The Normandie Dock at St Nazaire was 350 meters long and 50 meters wide. It was the largest drydock in the world. It was also the only dock on the Atlantic coast big enough to service the German battleship Tirpitz.
If the dock could be destroyed, Tirpitz couldn’t risk a breakout into the Atlantic. Any battle damage would mean a return to Germany through waters the Royal Navy controlled. The strategic logic was simple. The execution was not.
The ship
HMS Campbeltown started life as USS Buchanan, a Wickes-class destroyer built at Bath Iron Works in 1918. She clocked 39.7 knots on her trials. By 1940 she was obsolete, one of 50 old destroyers traded to Britain for base leases.
The British cut her third and fourth funnels off and raked the remaining two at an angle. In the dark, from a distance, she looked like a German Type 23 torpedo boat. Her crew was cut from 158 to 75 to minimize casualties.
In the bow, behind the steel pillar supporting the forward gun mount, shipyard workers cemented 24 Mark VII depth charges containing 4.5 tons of amatol explosive. The charges were connected by Cordtex detonating cord and fitted with eight-hour time pencils.
The bow looked like a bow. Nobody inspecting the ship casually would find anything.
The approach
The raiding force left Falmouth on the afternoon of March 26, 1942: Campbeltown, 18 motor launches, a motor gun boat, a motor torpedo boat, and two escort destroyers. 612 men total. 269 Navy, 343 Commandos.
At 23:30 on March 27, RAF Bomber Command began diversionary raids over St Nazaire. Cloud cover made it ineffective. The bombers mostly circled without dropping.
At 01:22 on March 28, German searchlights lit up the convoy two miles from the dock. A signalman aboard the lead vessel flashed German recognition signals and transmitted a message claiming they were friendly boats under fire. The bluff bought six minutes.
At 01:28, the ruse failed. The White Ensign went up. Both sides opened fire.
The ramming
At 01:34, Campbeltown hit the southern gate of the Normandie Dock at 19 knots. Her bow crushed inward 36 feet and drove 33 feet onto the dock gate. The time pencils were already ticking.
Lieutenant Commander Stephen Beattie’s crew scuttled the ship and went ashore. Commando teams fanned out to destroy the dock’s pumping machinery, winding mechanisms, and gun positions. Many of the motor launches carrying additional commandos were destroyed by German fire before they could land.
The fighting ashore was fierce and brief. Colonel Augustus Newman led the commando force until they ran out of ammunition. Most of the raiders who survived the landing were captured.
The explosion
At noon on March 28, approximately ten hours after the ramming, the depth charges detonated.
A party of 40 senior German officers was aboard inspecting the wreck. They’d walked the deck, examined the bow, tried to figure out what the British had been thinking. At least 250 German soldiers, officers, and French civilians were killed in the blast. Some accounts put the number closer to 360.
The explosion destroyed the southern caisson and flooded the dock.
Two days later, torpedoes that MTB-74 had fired into the lock gates of the Old Entrance also detonated. The delayed blast triggered panic among German troops, who opened fire on their own men and French dockworkers.

**What this exercise asks**
1/ List every section heading in the account of the St Nazaire raid.
2/ Rewrite the part of the St Nazaire raid account starting with "The approach" and going on through "bought six minutes.", putting "Plymouth" in place of "Falmouth".
The records that come next are separate material, unrelated to the account of the St Nazaire raid.

**Provided material**
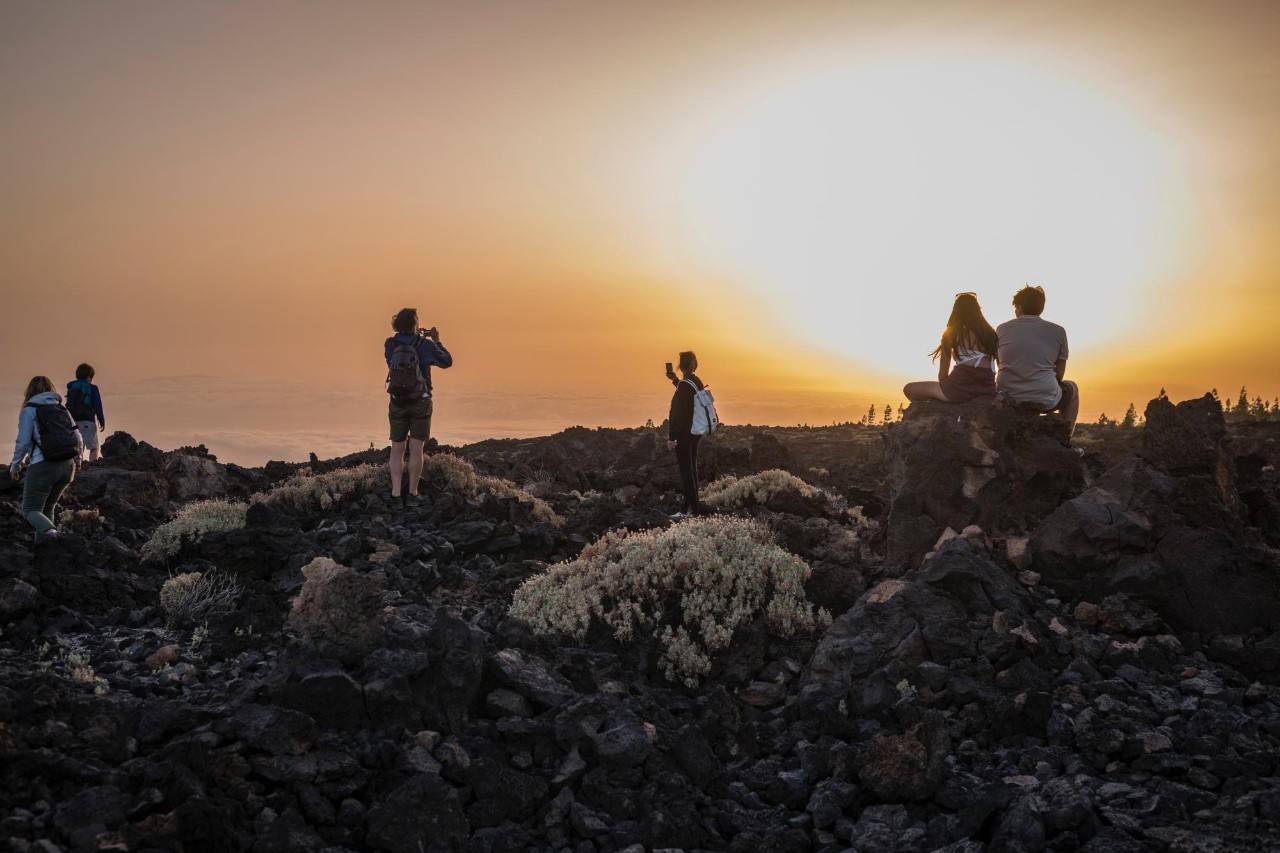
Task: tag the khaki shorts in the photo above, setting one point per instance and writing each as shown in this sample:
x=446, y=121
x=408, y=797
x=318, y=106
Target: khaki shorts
x=410, y=420
x=88, y=432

**Solutions for each task**
1/
The ship
The approach
The ramming
The explosion

2/
The approach
The raiding force left Plymouth on the afternoon of March 26, 1942: Campbeltown, 18 motor launches, a motor gun boat, a motor torpedo boat, and two escort destroyers. 612 men total. 269 Navy, 343 Commandos.
At 23:30 on March 27, RAF Bomber Command began diversionary raids over St Nazaire. Cloud cover made it ineffective. The bombers mostly circled without dropping.
At 01:22 on March 28, German searchlights lit up the convoy two miles from the dock. A signalman aboard the lead vessel flashed German recognition signals and transmitted a message claiming they were friendly boats under fire. The bluff bought six minutes.